Está indicada a correção do aneurisma: quando o diâmetro é superior a 2 cm ou a
1 cm, se associado a hipertensão arterial não controlada; se existir evidência
de crescimento aneurismático; aneurismas sintomáticos; em mulheres em idade
fértil ou grávidas independentemente das dimensões; e aquando da presença de
estenose da artéria renal hemodinamicamente significativa ou de hipoperfusão
renal3.
No tratamento de AAR poder-se-ão considerar técnicas endovasculares ou
cirúrgicas, como a cirurgia in situea cirurgia ex vivo5. Esta última seria uma
opção a considerar no caso descrito. Está indicada na correção de aneurismas
complexos, múltiplos e com atingimento de pequenos ramos distais5,6. Vários
estudos demonstram ainda que, se executada por cirurgiões experientes,
apresenta uma reduzida taxa de morbilidade, mortalidade e cura da hipertensão
arterial em 50-100% dos casos5,6.

* _Dados de entrada_
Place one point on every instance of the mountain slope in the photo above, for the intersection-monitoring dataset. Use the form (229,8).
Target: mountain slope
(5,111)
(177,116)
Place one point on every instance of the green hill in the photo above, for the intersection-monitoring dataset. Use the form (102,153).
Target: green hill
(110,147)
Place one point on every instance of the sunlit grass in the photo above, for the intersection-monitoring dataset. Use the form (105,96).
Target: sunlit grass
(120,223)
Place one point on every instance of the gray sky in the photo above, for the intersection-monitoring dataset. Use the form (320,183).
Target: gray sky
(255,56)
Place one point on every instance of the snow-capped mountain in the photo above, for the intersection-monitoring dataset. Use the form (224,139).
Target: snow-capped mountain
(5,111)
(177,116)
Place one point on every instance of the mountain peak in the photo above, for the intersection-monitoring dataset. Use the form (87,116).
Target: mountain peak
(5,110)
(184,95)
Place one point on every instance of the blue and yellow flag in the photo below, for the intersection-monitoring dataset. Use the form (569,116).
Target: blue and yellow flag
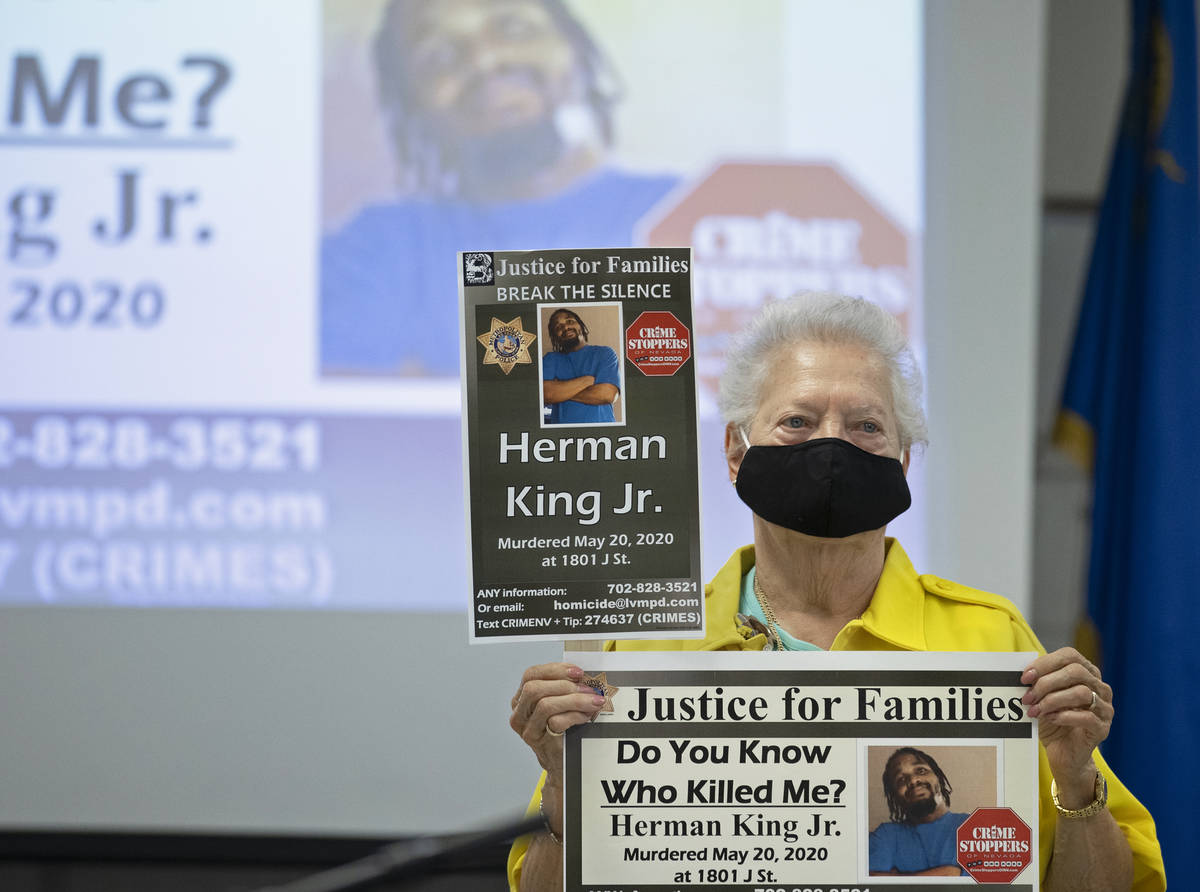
(1132,414)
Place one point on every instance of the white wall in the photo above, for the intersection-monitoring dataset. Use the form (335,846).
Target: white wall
(983,89)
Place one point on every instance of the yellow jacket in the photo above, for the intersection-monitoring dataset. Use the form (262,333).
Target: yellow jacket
(911,612)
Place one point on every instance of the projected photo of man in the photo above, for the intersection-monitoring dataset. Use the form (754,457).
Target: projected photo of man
(498,114)
(581,381)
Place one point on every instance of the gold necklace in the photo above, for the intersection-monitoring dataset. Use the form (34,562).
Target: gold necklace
(772,622)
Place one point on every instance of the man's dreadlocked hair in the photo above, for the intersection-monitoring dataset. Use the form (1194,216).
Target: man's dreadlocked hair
(553,341)
(895,806)
(419,155)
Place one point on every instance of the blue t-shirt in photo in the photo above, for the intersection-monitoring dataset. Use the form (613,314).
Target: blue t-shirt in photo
(909,848)
(592,359)
(389,279)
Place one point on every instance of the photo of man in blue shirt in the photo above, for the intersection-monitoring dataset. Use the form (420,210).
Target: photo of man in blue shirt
(580,381)
(919,840)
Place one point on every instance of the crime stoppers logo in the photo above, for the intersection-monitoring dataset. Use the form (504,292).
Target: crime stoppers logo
(994,845)
(658,343)
(478,268)
(508,345)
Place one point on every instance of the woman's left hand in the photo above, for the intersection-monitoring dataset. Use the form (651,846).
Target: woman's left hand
(1074,711)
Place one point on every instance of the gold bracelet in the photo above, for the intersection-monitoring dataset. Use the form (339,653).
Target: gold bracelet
(545,820)
(1095,807)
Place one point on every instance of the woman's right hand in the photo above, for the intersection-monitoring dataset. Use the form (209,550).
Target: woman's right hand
(549,700)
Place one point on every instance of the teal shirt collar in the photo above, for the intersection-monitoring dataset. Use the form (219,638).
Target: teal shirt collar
(749,605)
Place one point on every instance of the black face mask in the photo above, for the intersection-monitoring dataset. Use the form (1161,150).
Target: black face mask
(827,488)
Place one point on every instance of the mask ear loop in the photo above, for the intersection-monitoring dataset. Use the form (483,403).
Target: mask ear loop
(747,441)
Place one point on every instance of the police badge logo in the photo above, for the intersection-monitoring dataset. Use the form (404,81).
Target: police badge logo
(477,268)
(508,345)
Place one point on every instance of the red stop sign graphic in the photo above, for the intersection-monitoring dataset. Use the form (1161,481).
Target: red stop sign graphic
(658,343)
(994,845)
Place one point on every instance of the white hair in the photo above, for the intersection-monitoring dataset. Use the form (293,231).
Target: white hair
(819,317)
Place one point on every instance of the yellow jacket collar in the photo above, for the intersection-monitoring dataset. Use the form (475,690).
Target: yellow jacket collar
(895,614)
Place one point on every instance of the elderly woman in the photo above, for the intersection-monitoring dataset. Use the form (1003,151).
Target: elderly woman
(821,399)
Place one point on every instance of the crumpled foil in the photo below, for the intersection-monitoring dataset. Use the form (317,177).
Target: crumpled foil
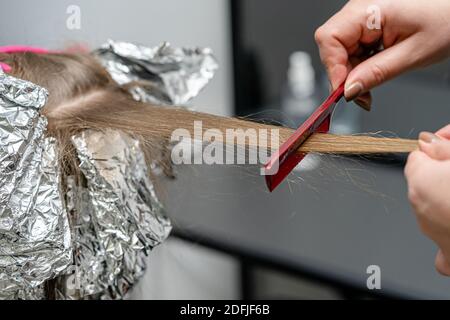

* _Tarefas a realizar_
#1 Traduza para inglês a seguinte frase do texto sobre aneurismas da artéria renal: "Esta última seria uma opção a considerar no caso descrito."
#2 No texto sobre aneurismas da artéria renal, a partir de que diâmetro está indicada a correção de um aneurisma associado a hipertensão arterial não controlada?
#3 Prossiga o texto sobre aneurismas da artéria renal a partir da sua última frase.

* _Tarefas resolvidas_
#1 The latter would be an option to consider in the case described.

#2 Quando o diâmetro é superior a 1 cm.

#3
Contudo, e apesar das vantagens descritas, optámos pelo tratamento endovascular
pela sua menor morbimortalidade comparativamente ao cirúrgico. Este inclui
várias técnicas que deverão ser selecionadas de acordo com as características
do aneurisma e da artéria permeável.
Assim, em aneurismas saculares de colo longo e estreito (com diâmetro inferior
a 4 mm), o preenchimento do saco aneurismático com coils poderá ser
suficiente3,7. Contudo, esta técnica pode ser cara e demorada2,3.
Em aneurismas com colos largos (diâmetro superior a 4 mm), como o apresentado
no caso clínico, esta última técnica não é recomendada, atendendo ao risco de
migração dos coils e manutenção da perfusão do saco aneurismático3,7. Em
doentes com esta anatomia poder-se-á considerar a colocação de stent coberto; a
embolização através das malhas do stent ou a embolização assistida com balão
(técnica de Moret).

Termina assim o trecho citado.